▸ TO BE DONE: Repeat every line below exactly as it reads.

▸ SUPPLIED INFORMATION:
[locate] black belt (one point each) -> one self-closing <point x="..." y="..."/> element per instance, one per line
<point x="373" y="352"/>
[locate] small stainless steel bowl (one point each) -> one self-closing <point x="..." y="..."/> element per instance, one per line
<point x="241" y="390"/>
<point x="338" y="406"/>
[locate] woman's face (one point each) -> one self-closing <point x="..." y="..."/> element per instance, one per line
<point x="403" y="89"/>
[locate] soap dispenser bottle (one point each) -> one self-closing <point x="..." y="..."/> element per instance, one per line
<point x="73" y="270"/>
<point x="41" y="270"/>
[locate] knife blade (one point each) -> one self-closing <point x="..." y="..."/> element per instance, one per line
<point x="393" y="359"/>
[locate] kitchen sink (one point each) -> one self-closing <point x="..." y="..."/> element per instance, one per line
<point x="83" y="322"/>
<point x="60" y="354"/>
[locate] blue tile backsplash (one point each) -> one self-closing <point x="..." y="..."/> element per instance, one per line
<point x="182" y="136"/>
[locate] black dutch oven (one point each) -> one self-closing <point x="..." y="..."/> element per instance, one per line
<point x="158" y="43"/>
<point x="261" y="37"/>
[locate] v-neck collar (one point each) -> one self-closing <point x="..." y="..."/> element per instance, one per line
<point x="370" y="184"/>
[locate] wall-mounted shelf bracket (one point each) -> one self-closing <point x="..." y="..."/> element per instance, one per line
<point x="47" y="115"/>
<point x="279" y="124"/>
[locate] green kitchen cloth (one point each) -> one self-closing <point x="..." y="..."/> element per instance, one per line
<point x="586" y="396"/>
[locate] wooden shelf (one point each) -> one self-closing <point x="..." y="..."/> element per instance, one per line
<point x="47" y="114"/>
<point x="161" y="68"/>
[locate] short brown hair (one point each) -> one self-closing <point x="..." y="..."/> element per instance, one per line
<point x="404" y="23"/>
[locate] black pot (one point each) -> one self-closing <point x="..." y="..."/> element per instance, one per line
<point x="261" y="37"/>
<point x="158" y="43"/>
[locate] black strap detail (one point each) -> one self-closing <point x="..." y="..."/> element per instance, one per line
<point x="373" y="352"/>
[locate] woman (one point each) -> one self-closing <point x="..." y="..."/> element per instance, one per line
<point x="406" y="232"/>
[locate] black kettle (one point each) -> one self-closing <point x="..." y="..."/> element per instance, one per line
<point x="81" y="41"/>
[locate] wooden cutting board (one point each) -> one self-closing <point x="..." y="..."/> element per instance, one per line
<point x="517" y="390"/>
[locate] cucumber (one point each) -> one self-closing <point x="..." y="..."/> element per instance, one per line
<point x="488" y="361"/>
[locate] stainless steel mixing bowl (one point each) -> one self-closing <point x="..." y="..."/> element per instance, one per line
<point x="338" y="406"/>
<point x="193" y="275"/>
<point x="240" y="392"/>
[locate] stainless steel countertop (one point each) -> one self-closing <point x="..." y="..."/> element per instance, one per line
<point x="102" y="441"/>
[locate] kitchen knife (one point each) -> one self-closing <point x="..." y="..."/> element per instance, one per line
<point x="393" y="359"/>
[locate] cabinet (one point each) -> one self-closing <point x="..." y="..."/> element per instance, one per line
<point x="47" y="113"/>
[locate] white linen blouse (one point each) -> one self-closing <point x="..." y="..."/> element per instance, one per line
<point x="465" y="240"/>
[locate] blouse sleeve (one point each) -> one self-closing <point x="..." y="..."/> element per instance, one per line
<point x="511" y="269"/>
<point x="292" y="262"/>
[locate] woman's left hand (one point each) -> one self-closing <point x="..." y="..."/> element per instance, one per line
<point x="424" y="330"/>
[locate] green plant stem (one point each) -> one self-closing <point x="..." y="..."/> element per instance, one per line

▸ SOLUTION:
[locate] black belt (one point each) -> one self-closing <point x="..." y="..."/> element per instance, one per line
<point x="373" y="352"/>
[locate] small stainless steel bowl (one point each) -> one self-closing <point x="..." y="..."/> element per instance, one per line
<point x="241" y="390"/>
<point x="338" y="406"/>
[locate] woman's face (one point each) -> one self-closing <point x="..." y="..."/> element per instance, one per line
<point x="403" y="89"/>
[locate] soap dispenser bottle (one point each) -> one self-closing <point x="..." y="..."/> element per instance, one per line
<point x="73" y="270"/>
<point x="41" y="270"/>
[locate] knife blade (one point each) -> one self-closing <point x="..." y="..."/> element per instance, one per line
<point x="393" y="359"/>
[locate] kitchen sink (one point each) -> one self-closing <point x="..." y="..."/> element per instance, one per line
<point x="83" y="322"/>
<point x="60" y="354"/>
[locate] blue tile backsplash (one point each) -> one self-closing <point x="..." y="..."/> element per instance, one per line
<point x="182" y="136"/>
[locate] black dutch oven (one point each) -> one self-closing <point x="..." y="..."/> element per instance, one per line
<point x="158" y="43"/>
<point x="261" y="37"/>
[locate] v-neck collar (one point each) -> one self-closing <point x="..." y="..."/> element per instance, one per line
<point x="370" y="184"/>
[locate] wall-mounted shelf bracket (one point each) -> one self-closing <point x="..." y="..."/> element per instance, one per line
<point x="47" y="115"/>
<point x="279" y="124"/>
[locate] green kitchen cloth (one point each) -> one self-closing <point x="..." y="..."/> element per instance, one per line
<point x="586" y="396"/>
[locate] wooden shelf (one point each) -> one self-closing <point x="..." y="..."/> element per instance, one per line
<point x="47" y="114"/>
<point x="161" y="68"/>
[locate] short brown hair (one point each) -> one self-closing <point x="..." y="..."/> element per instance, one per line
<point x="404" y="23"/>
[locate] black pot (one point each) -> one self-closing <point x="..." y="..."/> element per instance, one per line
<point x="261" y="37"/>
<point x="158" y="43"/>
[locate] black strap detail (one point each) -> one self-closing <point x="..." y="..."/> element per instance, one per line
<point x="373" y="352"/>
[locate] woman (one point each) -> one self-closing <point x="..." y="..."/> element per instance, one per line
<point x="406" y="232"/>
[locate] black kettle (one point each) -> one self-closing <point x="..." y="..."/> element per instance, one per line
<point x="81" y="41"/>
[locate] wooden cutting board (one point each) -> one self-closing <point x="..." y="..."/> element per instance, one per line
<point x="517" y="390"/>
[locate] cucumber (one point each) -> one self-closing <point x="..." y="..."/> element per instance, one per line
<point x="488" y="361"/>
[locate] stainless steel mixing bowl (one point each) -> one self-closing <point x="..." y="..."/> element per instance, one per line
<point x="338" y="406"/>
<point x="193" y="275"/>
<point x="240" y="392"/>
[locate] stainless steel countertop (one point each) -> one self-closing <point x="..." y="..."/> element per instance, one per line
<point x="102" y="441"/>
[locate] kitchen knife (one point each) -> one self-closing <point x="..." y="..."/> element per instance, one per line
<point x="393" y="359"/>
[locate] cabinet (one point each) -> one self-closing <point x="..." y="..."/> element per instance, one per line
<point x="47" y="113"/>
[locate] white linen blouse (one point each) -> one self-closing <point x="..." y="..."/> element per instance, one per line
<point x="465" y="240"/>
[locate] blouse sleeve (one point each) -> one self-closing <point x="..." y="..."/> element per instance, one per line
<point x="511" y="269"/>
<point x="292" y="262"/>
[locate] woman's left hand (one point each) -> one self-closing <point x="..." y="..."/> element per instance, one per line
<point x="424" y="330"/>
[locate] green plant stem (one point each) -> one self-closing <point x="..." y="..."/> element per instance, one per line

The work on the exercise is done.